» Listing:
--------------------

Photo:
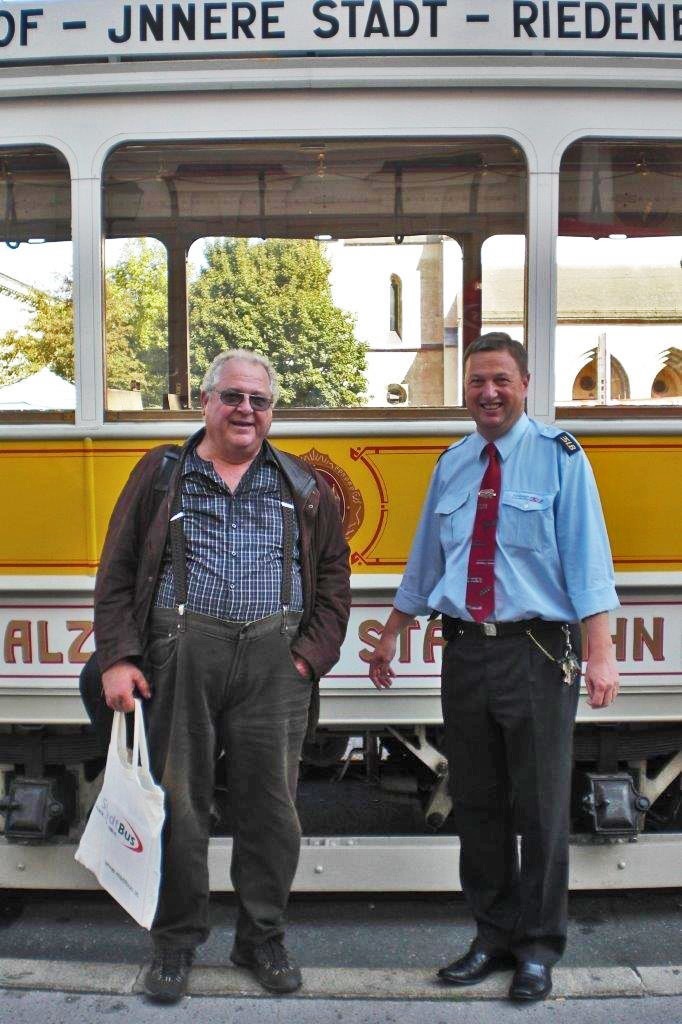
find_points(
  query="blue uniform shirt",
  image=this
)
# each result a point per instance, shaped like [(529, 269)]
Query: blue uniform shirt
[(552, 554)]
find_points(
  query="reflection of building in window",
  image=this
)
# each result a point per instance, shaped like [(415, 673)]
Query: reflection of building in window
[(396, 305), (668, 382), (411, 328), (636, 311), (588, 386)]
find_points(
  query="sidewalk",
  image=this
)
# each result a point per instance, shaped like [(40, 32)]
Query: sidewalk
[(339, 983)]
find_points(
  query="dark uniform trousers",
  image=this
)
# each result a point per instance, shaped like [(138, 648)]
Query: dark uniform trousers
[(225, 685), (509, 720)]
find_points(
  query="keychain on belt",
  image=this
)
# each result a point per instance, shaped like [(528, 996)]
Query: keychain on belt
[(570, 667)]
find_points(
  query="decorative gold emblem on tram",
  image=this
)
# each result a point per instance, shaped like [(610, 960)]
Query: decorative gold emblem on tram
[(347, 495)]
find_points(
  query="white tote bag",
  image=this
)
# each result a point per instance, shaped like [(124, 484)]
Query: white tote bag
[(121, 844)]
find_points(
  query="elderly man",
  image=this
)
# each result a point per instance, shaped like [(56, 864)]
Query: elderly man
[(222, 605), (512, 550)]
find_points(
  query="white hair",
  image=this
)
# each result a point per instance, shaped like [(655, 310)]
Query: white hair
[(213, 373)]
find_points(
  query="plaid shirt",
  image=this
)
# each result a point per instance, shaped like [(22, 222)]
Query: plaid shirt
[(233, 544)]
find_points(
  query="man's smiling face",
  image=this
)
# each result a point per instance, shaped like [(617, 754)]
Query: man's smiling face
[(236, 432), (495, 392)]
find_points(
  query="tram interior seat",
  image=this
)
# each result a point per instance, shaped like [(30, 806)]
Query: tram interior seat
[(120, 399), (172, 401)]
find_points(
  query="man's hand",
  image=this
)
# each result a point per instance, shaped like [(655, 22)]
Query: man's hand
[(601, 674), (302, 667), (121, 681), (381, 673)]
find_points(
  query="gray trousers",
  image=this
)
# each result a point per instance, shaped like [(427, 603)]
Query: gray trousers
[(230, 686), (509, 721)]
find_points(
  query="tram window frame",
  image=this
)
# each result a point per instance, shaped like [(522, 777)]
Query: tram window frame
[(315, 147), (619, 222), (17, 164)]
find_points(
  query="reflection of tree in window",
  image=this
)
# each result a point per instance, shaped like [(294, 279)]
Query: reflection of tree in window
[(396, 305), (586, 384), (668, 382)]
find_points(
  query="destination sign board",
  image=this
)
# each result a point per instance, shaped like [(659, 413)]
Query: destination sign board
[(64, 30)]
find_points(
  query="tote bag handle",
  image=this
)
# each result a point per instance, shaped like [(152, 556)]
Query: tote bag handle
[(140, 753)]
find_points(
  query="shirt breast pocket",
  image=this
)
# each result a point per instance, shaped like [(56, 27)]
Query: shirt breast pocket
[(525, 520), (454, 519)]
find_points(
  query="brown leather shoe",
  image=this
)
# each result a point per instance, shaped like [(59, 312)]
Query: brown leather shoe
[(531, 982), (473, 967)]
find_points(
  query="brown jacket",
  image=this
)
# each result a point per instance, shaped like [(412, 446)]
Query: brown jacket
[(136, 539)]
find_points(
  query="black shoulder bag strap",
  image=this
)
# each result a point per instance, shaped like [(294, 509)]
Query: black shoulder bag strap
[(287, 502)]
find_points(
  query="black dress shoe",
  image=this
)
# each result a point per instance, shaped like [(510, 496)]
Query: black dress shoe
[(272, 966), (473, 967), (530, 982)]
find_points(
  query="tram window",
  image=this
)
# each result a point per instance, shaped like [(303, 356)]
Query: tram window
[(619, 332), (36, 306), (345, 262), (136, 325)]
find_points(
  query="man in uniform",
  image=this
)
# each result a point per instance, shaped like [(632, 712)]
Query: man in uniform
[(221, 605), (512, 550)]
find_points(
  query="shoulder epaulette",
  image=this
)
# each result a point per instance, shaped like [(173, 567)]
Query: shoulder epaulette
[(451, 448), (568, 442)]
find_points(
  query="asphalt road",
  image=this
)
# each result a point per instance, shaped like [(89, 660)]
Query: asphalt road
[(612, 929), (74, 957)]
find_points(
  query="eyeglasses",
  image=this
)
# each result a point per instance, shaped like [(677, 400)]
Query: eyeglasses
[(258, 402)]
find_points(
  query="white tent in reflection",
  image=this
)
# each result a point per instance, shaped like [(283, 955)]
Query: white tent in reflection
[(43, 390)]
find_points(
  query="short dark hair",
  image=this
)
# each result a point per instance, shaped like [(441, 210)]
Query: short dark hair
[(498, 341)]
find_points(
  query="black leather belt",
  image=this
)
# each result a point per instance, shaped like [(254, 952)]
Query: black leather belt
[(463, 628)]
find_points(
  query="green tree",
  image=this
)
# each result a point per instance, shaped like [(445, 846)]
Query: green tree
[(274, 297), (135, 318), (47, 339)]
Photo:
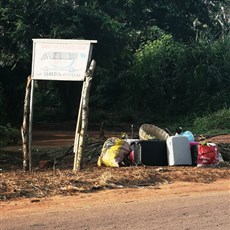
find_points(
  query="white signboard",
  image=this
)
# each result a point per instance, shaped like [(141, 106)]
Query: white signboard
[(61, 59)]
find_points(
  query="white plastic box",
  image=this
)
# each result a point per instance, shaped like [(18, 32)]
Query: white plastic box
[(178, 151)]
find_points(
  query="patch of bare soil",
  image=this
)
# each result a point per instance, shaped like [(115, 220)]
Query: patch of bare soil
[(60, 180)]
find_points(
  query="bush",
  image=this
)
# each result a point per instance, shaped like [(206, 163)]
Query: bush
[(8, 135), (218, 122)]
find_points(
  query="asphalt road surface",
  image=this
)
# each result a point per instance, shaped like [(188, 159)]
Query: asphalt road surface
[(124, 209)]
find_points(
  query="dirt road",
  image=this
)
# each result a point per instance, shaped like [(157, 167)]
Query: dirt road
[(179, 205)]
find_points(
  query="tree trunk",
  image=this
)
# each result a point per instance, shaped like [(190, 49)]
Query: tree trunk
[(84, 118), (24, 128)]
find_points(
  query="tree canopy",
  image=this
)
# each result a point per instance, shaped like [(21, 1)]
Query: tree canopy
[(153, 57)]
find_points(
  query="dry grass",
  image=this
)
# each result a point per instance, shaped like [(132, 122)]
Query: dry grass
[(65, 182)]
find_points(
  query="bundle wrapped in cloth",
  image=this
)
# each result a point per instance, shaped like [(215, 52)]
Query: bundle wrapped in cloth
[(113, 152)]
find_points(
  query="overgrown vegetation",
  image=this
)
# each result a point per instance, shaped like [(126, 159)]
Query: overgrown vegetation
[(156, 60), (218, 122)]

--------------------

» Task instructions:
All entries must be written out again exactly as given, with no pictures in the copy.

» Task solution:
Photo:
find_points(
  query="blue uniform shirt",
  image=this
)
# each result a point per instance, shaped like [(529, 269)]
Query: blue uniform shirt
[(552, 554)]
find_points(
  query="reflection of building in window",
  image=this
)
# each result a point per instance, shaped like [(415, 673)]
Query: reflection of building in window
[(396, 305), (668, 382), (411, 328), (636, 311), (588, 386)]
find_points(
  query="sidewalk",
  image=this
)
# each result a point per instance, shaped like [(40, 32)]
Query: sidewalk
[(339, 983)]
find_points(
  query="dark uniform trousers",
  image=this
)
# each result a point per instance, shaped like [(138, 648)]
Query: dark uniform trousers
[(225, 685), (509, 720)]
find_points(
  query="keychain on belt",
  image=this
)
# each result a point per instance, shaped like [(528, 996)]
Query: keychain on belt
[(570, 667)]
find_points(
  query="decorative gold emblem on tram",
  image=this
)
# each result a point per instance, shaped like [(610, 960)]
Query: decorative gold emblem on tram
[(347, 495)]
find_points(
  query="white tote bag",
  image=this
)
# each result a point per instance, shaped like [(124, 484)]
Query: white tote bag
[(121, 844)]
find_points(
  query="elderly man",
  image=this
)
# each result a point per instance, shaped like [(56, 864)]
Query: elderly man
[(222, 605), (512, 550)]
find_points(
  query="white hair",
  image=this
)
# each result a point per instance, shaped like [(655, 310)]
Query: white hair
[(213, 373)]
find_points(
  query="plaid shirt",
  image=this
)
# each result a point per instance, shaped like [(22, 222)]
Query: plaid shirt
[(233, 544)]
find_points(
  query="man's smiling face",
  image=this
)
# each result a point per instance, shaped like [(617, 754)]
Query: man's smiling face
[(236, 432), (495, 392)]
find_points(
  query="tram interior seat",
  image=this
)
# each result a point per instance, shaped like [(30, 806)]
Query: tram interior seat
[(120, 399), (172, 401)]
find_points(
  query="man's hand",
  image=this
)
# each result a point per instance, shaped like [(655, 22)]
Query: man's hand
[(601, 674), (302, 667), (121, 681), (381, 673)]
find_points(
  query="gray trousers",
  image=this
)
# each result a point per instance, shaped like [(427, 603)]
Query: gray trousers
[(230, 686), (509, 721)]
find_points(
  query="tram window frame",
  image=this
)
# each result a point per instance, shaped like [(522, 777)]
Query: tram window frame
[(315, 147), (619, 222), (17, 164)]
find_points(
  query="reflection of tree in window",
  image=this
)
# each result a point per instance, shaped like [(294, 279)]
Query: reflection of tree in window
[(396, 305), (586, 384), (668, 382)]
find_points(
  query="destination sign board",
  image=this
)
# each result a point per instance, shaped like [(659, 413)]
Query: destination sign board
[(64, 30)]
find_points(
  query="tote bag handle",
  image=this
)
# each result a point per instance, shaped like [(152, 556)]
Query: tote bag handle
[(140, 753)]
find_points(
  query="shirt breast pocket",
  image=this
)
# each result a point per instance, shaped like [(56, 27)]
Query: shirt breast pocket
[(525, 520), (454, 519)]
find_points(
  query="brown leather shoe",
  image=this
)
# each result a point per instance, shaped like [(59, 312)]
Query: brown leather shoe
[(531, 982), (473, 967)]
find_points(
  query="brown jacket",
  image=this
)
# each result a point per instance, shaped like [(412, 446)]
Query: brown jacket
[(136, 539)]
find_points(
  query="black shoulder bag strap",
  image=this
)
# each result a point per instance, shaped like [(294, 509)]
Query: black shoulder bag strap
[(287, 502)]
find_points(
  query="black dress shoe",
  image=this
)
# each result a point per instance, shaped like [(510, 496)]
Query: black dress shoe
[(272, 966), (473, 967), (530, 982)]
find_points(
  query="tram window",
  image=this
)
# each result a point per instance, shaped like [(303, 356)]
Query: tram window
[(619, 332), (36, 306), (345, 262), (136, 325)]
find_points(
  query="man in uniform",
  image=this
)
# each result a point per instance, shaped like [(632, 712)]
Query: man in uniform
[(221, 605), (512, 550)]
find_points(
  query="shoulder epaulette",
  image=this
)
# each result a point per instance, shaped like [(173, 567)]
Query: shoulder epaulette
[(451, 448), (568, 442)]
find_points(
  query="asphalt road",
  image=this
)
# each result a point per instance, shaped like [(89, 660)]
Query: asphalt road
[(612, 929), (74, 957)]
find_points(
  query="eyeglasses",
  image=this
)
# each result a point per instance, shaped like [(677, 400)]
Query: eyeglasses
[(258, 402)]
find_points(
  query="white tent in reflection",
  image=this
)
# each result a point per instance, shaped like [(283, 955)]
Query: white tent in reflection
[(43, 390)]
find_points(
  query="short dark hair",
  image=this
)
# each result a point per instance, shaped like [(441, 210)]
Query: short dark hair
[(498, 341)]
find_points(
  query="black leather belt",
  image=this
)
# each result a point per instance, shaped like [(254, 952)]
Query: black leather belt
[(463, 628)]
find_points(
  query="green tree",
  image=this
)
# each result a point per instance, shaped like [(445, 846)]
Query: green tree
[(274, 297), (135, 318), (47, 339)]
Photo:
find_points(
  query="white signboard",
  image=this
)
# each result a point per instance, shaped like [(141, 106)]
Query: white signboard
[(61, 59)]
find_points(
  query="white plastic box",
  image=this
)
# each result a point per instance, shaped like [(18, 32)]
Query: white plastic box
[(178, 151)]
find_points(
  query="patch of bare soil",
  image=this
)
# each result a point per instance, shaped like [(115, 220)]
Query: patch of bare soil
[(60, 180)]
find_points(
  query="bush",
  image=this
)
# each result a point per instance, shaped like [(206, 163)]
Query: bush
[(8, 135), (218, 122)]
find_points(
  query="asphalt road surface",
  image=this
)
# each result a point per instance, shaped like [(188, 159)]
Query: asphalt road surface
[(124, 209)]
find_points(
  query="dirt road",
  image=this
)
# each result a point per instance, shaped like [(157, 167)]
Query: dirt road
[(179, 205)]
find_points(
  query="tree trunk",
  image=this
)
# each result a point per instance, shaped like [(190, 49)]
Query: tree trunk
[(84, 118), (24, 128)]
find_points(
  query="tree canopy",
  image=this
)
# each result a point per instance, shaped like [(21, 1)]
Query: tree canopy
[(153, 57)]
find_points(
  query="dry grass",
  image=this
)
# each result a point per instance, shaped like [(132, 122)]
Query: dry grass
[(65, 182)]
find_points(
  query="bundle wrapped in cloth",
  image=this
)
# each result a point per instance, shaped like [(215, 52)]
Query: bundle wrapped in cloth
[(113, 152)]
find_points(
  query="overgrown vegetation",
  image=this
)
# each result a point per instance, shaped like [(126, 159)]
Query: overgrown vegetation
[(156, 60), (218, 122)]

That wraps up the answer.